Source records
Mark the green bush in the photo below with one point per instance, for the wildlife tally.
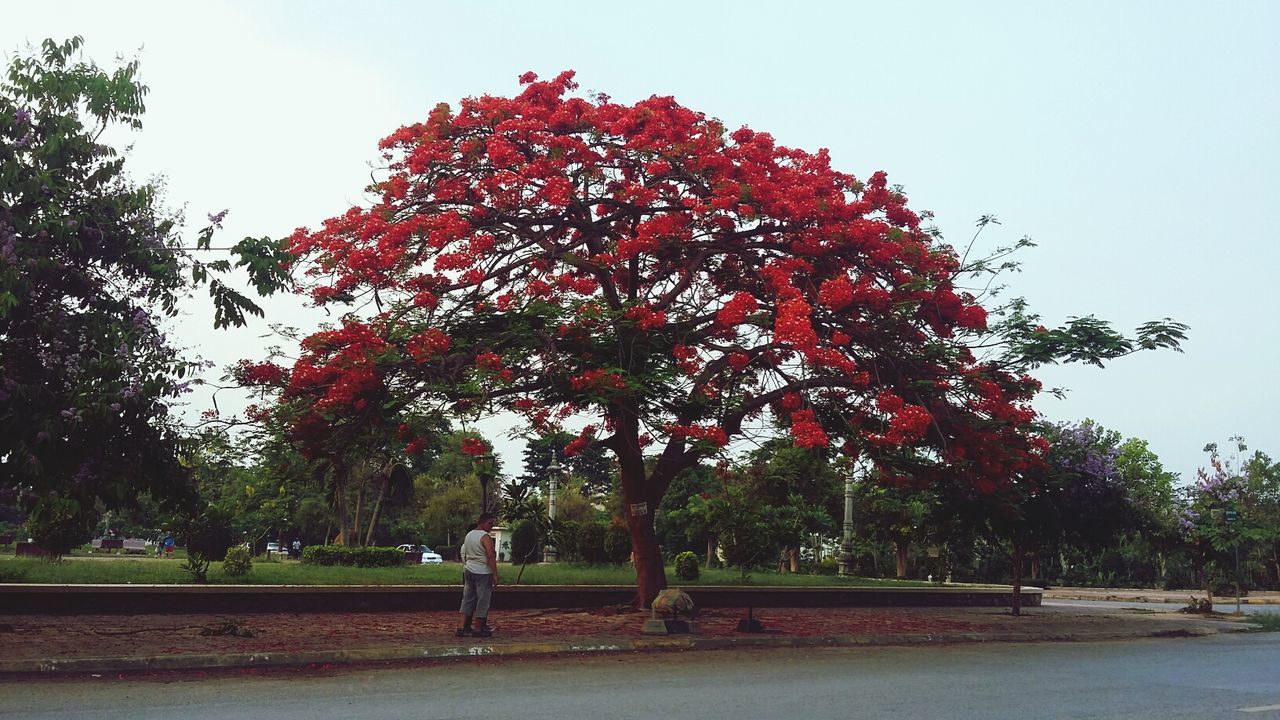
(590, 543)
(238, 561)
(617, 545)
(567, 533)
(352, 556)
(686, 566)
(60, 524)
(826, 566)
(208, 537)
(524, 542)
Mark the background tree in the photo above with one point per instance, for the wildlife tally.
(90, 265)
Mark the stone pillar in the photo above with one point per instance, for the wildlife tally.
(846, 546)
(553, 470)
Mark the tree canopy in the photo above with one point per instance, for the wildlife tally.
(558, 255)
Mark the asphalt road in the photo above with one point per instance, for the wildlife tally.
(1200, 678)
(1223, 607)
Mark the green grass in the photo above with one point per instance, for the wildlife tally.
(1267, 621)
(137, 570)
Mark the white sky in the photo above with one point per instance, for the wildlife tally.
(1136, 142)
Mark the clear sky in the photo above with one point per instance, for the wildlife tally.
(1137, 144)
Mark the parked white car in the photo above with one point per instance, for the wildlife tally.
(429, 556)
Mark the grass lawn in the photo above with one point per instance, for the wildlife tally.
(145, 570)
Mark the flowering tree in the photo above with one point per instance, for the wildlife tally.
(556, 256)
(1234, 505)
(90, 265)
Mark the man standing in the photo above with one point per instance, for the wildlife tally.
(479, 577)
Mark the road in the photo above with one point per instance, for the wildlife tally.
(1224, 607)
(1202, 678)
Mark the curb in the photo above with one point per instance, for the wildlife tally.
(1217, 600)
(214, 661)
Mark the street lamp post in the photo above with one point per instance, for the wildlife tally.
(549, 552)
(484, 472)
(846, 546)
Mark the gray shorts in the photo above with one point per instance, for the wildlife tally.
(476, 591)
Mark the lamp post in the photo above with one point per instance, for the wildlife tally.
(549, 552)
(846, 546)
(484, 472)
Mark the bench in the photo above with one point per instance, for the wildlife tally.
(30, 550)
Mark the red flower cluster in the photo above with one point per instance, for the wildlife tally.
(792, 326)
(807, 431)
(713, 434)
(598, 381)
(908, 424)
(735, 311)
(647, 319)
(248, 373)
(428, 343)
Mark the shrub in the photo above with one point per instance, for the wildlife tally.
(238, 561)
(617, 545)
(60, 524)
(208, 537)
(590, 543)
(524, 542)
(826, 566)
(686, 566)
(352, 556)
(566, 536)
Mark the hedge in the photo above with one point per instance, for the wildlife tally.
(352, 556)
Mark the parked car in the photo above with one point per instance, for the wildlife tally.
(429, 556)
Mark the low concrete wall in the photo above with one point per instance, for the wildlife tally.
(140, 600)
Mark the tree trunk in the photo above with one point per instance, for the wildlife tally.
(378, 509)
(650, 573)
(1018, 579)
(641, 492)
(360, 510)
(339, 502)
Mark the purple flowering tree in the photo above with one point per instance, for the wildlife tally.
(90, 265)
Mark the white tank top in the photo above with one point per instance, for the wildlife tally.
(474, 557)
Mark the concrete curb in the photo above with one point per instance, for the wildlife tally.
(1217, 600)
(236, 660)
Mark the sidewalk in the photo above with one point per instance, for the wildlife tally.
(128, 645)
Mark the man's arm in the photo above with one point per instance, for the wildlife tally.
(490, 556)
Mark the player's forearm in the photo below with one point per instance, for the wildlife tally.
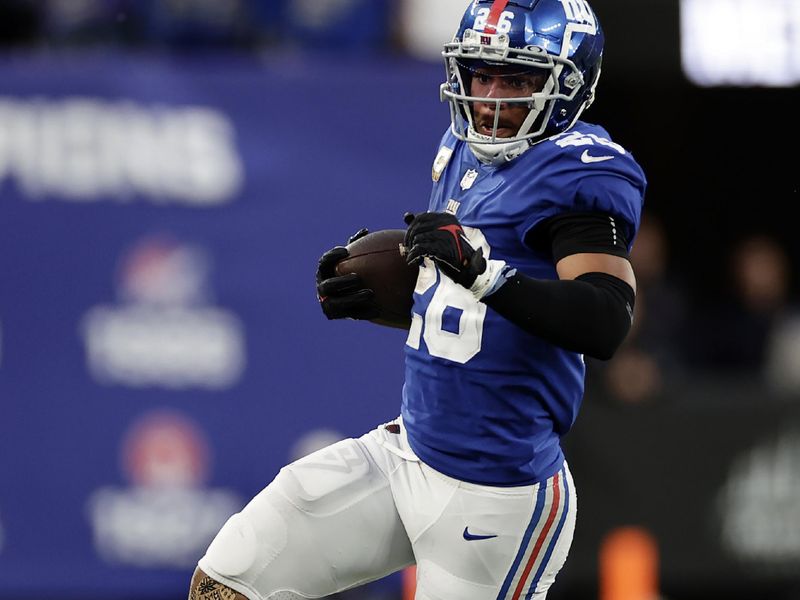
(591, 314)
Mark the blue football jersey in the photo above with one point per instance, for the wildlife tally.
(483, 400)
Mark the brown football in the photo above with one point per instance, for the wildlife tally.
(376, 258)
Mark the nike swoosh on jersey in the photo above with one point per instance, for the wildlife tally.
(474, 536)
(588, 158)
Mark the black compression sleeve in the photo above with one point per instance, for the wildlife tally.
(591, 314)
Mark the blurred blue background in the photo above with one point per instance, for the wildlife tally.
(170, 172)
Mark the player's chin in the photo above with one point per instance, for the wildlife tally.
(500, 132)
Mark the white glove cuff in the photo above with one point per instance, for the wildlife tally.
(496, 274)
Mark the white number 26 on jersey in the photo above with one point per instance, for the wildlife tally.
(452, 325)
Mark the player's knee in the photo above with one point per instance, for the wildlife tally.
(204, 587)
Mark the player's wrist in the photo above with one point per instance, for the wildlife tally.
(492, 278)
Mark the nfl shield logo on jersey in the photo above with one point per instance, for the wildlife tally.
(442, 158)
(468, 179)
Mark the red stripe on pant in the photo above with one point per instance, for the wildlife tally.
(542, 537)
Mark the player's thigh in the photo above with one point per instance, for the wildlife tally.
(495, 543)
(326, 523)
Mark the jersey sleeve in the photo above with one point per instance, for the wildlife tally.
(585, 172)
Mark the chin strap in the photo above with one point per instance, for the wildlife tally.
(494, 154)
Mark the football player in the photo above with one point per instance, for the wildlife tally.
(523, 270)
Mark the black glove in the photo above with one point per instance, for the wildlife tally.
(343, 296)
(439, 236)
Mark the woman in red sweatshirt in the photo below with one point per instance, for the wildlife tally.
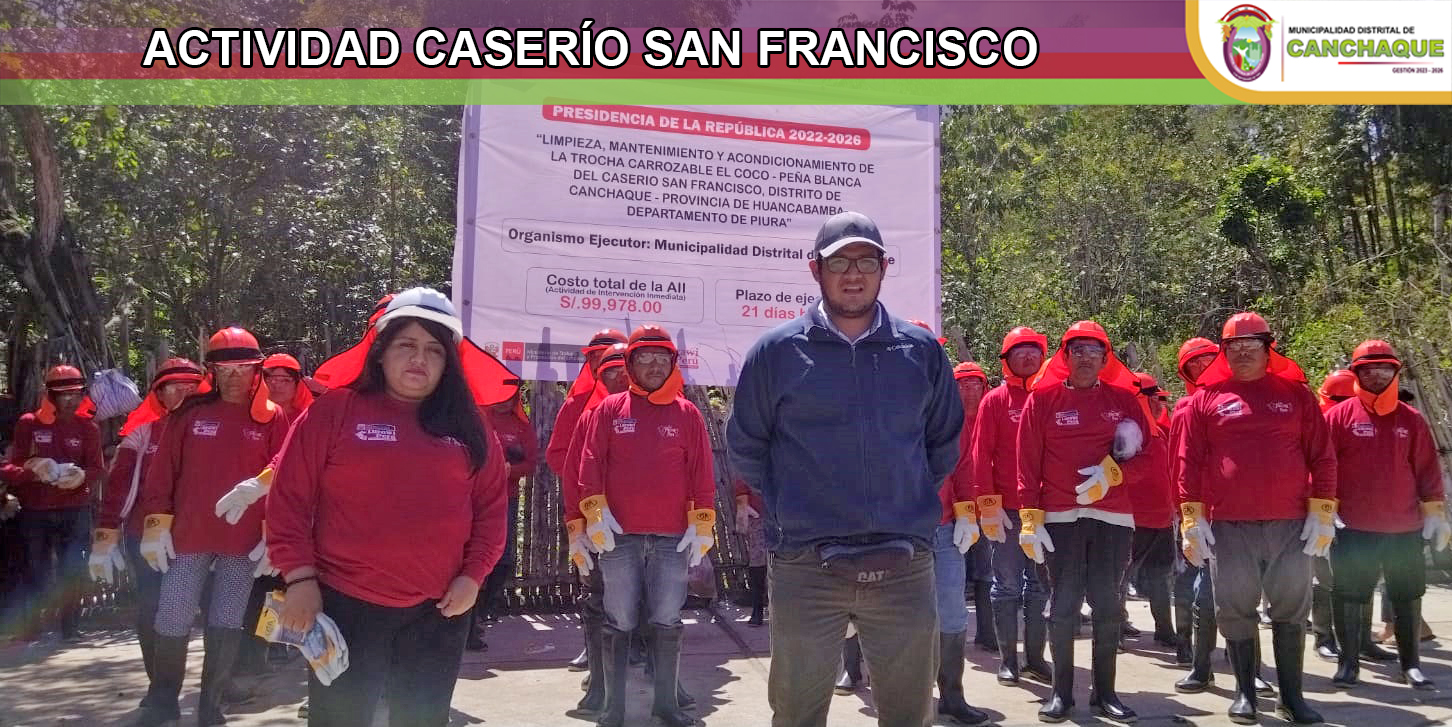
(209, 443)
(54, 459)
(386, 511)
(141, 438)
(646, 476)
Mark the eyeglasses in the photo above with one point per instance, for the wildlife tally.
(651, 357)
(864, 264)
(1085, 350)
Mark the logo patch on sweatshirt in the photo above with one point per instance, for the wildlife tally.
(1232, 409)
(375, 433)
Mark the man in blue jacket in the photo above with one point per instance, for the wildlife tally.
(847, 421)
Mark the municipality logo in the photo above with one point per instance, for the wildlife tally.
(1246, 39)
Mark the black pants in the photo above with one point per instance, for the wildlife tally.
(411, 652)
(1359, 557)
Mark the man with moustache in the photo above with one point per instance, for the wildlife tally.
(847, 421)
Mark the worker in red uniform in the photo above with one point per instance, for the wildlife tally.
(1152, 498)
(285, 386)
(956, 537)
(1258, 502)
(1390, 486)
(1079, 422)
(1017, 581)
(209, 443)
(649, 434)
(54, 460)
(388, 512)
(516, 434)
(118, 521)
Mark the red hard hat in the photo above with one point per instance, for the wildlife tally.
(1245, 325)
(1339, 383)
(64, 378)
(233, 346)
(1375, 351)
(1024, 335)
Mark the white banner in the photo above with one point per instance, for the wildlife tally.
(577, 218)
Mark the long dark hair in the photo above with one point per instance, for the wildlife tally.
(446, 412)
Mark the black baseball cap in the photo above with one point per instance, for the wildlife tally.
(847, 228)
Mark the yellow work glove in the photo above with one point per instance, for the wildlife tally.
(992, 520)
(600, 524)
(1099, 479)
(964, 524)
(1320, 527)
(700, 534)
(1195, 536)
(1033, 537)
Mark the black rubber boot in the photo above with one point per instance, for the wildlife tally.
(593, 623)
(1200, 676)
(1349, 630)
(217, 674)
(1288, 643)
(1369, 650)
(1062, 645)
(1102, 662)
(985, 633)
(1005, 621)
(665, 650)
(169, 666)
(1409, 624)
(950, 682)
(614, 665)
(1242, 653)
(851, 676)
(1036, 636)
(757, 584)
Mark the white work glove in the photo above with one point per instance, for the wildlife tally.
(1195, 536)
(1435, 527)
(235, 502)
(106, 559)
(259, 556)
(964, 524)
(580, 546)
(68, 476)
(1128, 440)
(44, 469)
(156, 541)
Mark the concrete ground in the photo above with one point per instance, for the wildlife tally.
(520, 681)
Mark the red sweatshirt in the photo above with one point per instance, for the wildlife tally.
(565, 424)
(1250, 449)
(206, 449)
(1147, 476)
(134, 453)
(995, 444)
(74, 440)
(1385, 466)
(1065, 430)
(959, 486)
(514, 433)
(385, 511)
(652, 463)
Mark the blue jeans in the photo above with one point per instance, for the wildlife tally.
(1015, 576)
(651, 565)
(948, 581)
(63, 534)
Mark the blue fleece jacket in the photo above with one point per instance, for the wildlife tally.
(845, 441)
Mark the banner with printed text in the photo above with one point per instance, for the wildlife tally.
(575, 218)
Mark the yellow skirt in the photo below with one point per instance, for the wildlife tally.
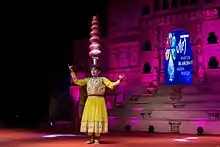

- **EXERCISE DESCRIPTION**
List each line of the listing above that contains the string "grass", reproducing every such line in full. Letter case is significant.

- **TASK ANSWER**
Mark the green grass in the photo above with one point per instance, for the wildlife tally.
Mark the grass lawn in the photo above with one point per instance, for the wildlife tally.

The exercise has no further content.